▸ **Excerpt provided**:
________

Member of the Puerto Rico Senate from the Ponce district
- In office 1997–2008

Personal details
- Born: December 7, 1943 Comerío, Puerto Rico
- Died: October 22, 2016 (aged 72) Rincón, Puerto Rico
- Party: Popular Democratic Party
- Education: Interamerican University of Puerto Rico - San Germán Campus (BBA)
- Profession: Politician, Senator

= Modesto Agosto Alicea =

Puerto Rican politician

Modesto Agosto Alicea (December 7, 1943 – October 22, 2016) was a Puerto Rican politician and senator. He was a member of the Senate of Puerto Rico from 1997 to 2005 representing the Popular Democratic Party (PPD).

==Early years and studies==

Modesto Agosto Alicea was born on December 7, 1943, in Comerío, Puerto Rico. He studied at the Horace Mann Tower Elementary School in Comerío, and then finished his high school at the Gabriela Mistral High School in Río Piedras. Agosto then received an associate degree in Business Administration and Accounting from the Interamerican University of Puerto Rico in San Germán.

==Professional career==

Agosto worked as Senior Project Engineer for Telecom Engineering Consultants and Bemac Technical Services during the 1970s and 1980s. From the mid-1980s to 1997, he worked as an Engineering Supervisor at the Puerto Rico Telephone Company.

________

▸ **Data shown**:

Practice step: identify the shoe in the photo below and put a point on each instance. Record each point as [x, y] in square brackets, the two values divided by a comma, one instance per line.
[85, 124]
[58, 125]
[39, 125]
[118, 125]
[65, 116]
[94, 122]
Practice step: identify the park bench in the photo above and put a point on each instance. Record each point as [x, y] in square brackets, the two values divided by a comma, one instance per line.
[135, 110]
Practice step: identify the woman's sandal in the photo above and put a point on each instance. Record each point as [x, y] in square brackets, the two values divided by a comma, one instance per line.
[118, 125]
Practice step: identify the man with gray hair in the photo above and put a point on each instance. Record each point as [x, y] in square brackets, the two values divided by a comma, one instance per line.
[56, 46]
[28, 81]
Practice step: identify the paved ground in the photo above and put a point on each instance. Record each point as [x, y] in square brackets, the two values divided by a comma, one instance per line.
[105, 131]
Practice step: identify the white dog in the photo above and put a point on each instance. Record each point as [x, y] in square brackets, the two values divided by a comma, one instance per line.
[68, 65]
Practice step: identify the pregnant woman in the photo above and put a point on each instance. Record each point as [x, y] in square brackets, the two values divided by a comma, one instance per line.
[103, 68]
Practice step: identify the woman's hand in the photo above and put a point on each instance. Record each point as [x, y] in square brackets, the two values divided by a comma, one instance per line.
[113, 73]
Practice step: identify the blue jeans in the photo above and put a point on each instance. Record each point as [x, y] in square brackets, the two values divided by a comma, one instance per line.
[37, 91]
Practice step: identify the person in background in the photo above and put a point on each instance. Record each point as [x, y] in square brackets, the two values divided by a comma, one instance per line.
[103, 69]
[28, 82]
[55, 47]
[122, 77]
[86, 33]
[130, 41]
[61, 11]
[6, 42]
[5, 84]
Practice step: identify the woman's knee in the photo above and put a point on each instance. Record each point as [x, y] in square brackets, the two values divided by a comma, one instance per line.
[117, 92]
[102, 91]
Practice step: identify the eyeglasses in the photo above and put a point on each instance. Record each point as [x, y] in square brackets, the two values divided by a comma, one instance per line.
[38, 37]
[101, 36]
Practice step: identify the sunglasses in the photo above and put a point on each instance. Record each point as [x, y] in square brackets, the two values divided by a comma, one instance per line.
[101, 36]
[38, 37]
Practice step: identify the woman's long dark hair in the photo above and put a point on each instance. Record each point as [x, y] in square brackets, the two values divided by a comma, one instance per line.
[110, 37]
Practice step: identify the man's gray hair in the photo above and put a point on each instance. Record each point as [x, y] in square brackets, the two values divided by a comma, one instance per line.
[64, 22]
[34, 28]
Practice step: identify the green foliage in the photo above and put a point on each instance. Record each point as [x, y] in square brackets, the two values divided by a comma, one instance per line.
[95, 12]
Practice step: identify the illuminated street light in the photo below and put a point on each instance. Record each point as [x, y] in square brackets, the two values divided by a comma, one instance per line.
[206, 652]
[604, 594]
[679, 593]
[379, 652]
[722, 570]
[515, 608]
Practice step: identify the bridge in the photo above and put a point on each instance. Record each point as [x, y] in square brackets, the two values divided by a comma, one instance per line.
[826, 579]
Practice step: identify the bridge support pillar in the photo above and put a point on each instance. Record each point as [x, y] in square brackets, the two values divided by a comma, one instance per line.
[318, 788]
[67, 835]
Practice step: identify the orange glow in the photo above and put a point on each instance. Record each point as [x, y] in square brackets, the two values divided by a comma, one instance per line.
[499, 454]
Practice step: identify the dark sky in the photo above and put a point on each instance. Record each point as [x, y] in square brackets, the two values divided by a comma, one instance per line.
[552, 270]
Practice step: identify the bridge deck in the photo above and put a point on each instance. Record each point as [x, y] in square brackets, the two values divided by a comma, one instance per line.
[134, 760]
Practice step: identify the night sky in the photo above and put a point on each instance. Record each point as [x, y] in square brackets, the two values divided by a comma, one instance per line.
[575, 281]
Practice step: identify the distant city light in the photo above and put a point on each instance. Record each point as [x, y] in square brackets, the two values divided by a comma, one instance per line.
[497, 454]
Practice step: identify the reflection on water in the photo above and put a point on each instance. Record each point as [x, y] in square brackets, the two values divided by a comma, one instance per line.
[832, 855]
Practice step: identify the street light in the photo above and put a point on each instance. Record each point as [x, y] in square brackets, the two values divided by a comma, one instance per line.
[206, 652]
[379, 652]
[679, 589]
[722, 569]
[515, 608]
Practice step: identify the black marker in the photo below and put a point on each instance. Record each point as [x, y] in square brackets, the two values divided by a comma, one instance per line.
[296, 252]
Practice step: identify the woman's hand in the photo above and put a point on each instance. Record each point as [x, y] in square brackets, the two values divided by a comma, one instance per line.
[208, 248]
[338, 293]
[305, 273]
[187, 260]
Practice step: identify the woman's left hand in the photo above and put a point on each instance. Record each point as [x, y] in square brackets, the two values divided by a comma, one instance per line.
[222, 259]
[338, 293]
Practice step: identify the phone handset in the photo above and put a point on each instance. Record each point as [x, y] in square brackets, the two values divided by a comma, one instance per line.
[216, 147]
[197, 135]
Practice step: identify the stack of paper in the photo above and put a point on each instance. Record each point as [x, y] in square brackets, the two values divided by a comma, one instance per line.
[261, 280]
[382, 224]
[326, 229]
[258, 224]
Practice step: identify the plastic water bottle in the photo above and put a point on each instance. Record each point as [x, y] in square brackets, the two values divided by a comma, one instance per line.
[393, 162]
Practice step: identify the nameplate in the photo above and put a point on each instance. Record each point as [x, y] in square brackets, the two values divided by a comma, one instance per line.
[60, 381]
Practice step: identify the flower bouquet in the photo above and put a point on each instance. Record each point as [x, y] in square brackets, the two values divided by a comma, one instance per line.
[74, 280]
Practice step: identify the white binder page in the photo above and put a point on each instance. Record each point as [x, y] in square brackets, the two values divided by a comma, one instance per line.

________

▸ **Parts of the exercise**:
A) Answer from the biography of Modesto Agosto Alicea, one line each:
(i) In which town was he born?
(ii) At which high school did he finish his studies, and where is it?
(iii) What job did he hold at the Puerto Rico Telephone Company?
B) Pick up the biography of Modesto Agosto Alicea after its last sentence and keep writing it.

▸ **Replies**:
A)
(i) Comerío, Puerto Rico
(ii) Gabriela Mistral High School in Río Piedras
(iii) Engineering Supervisor

B)
==Political career==

Agosto was elected to the Senate of Puerto Rico for the first time in 1996 general elections, representing the District of Ponce, along with Bruno Ramos. They were both reelected in 2000. During that term, Agosto presided the Commission of Treasury at the Senate.

Agosto and Ramos were reelected again in the 2004 general elections. During that term, Agosto presided the Commissions of Treasury, Health and Women Affairs, Agriculture, Natural Resources and Environmental Quality, among others.

Agosto and Ramos lost their place in the PPD ballot after losing at the 2008 PPD primaries.

Agosto died on October 22, 2016, of Esophageal cancer, at the age of 72 in Rincón, Puerto Rico.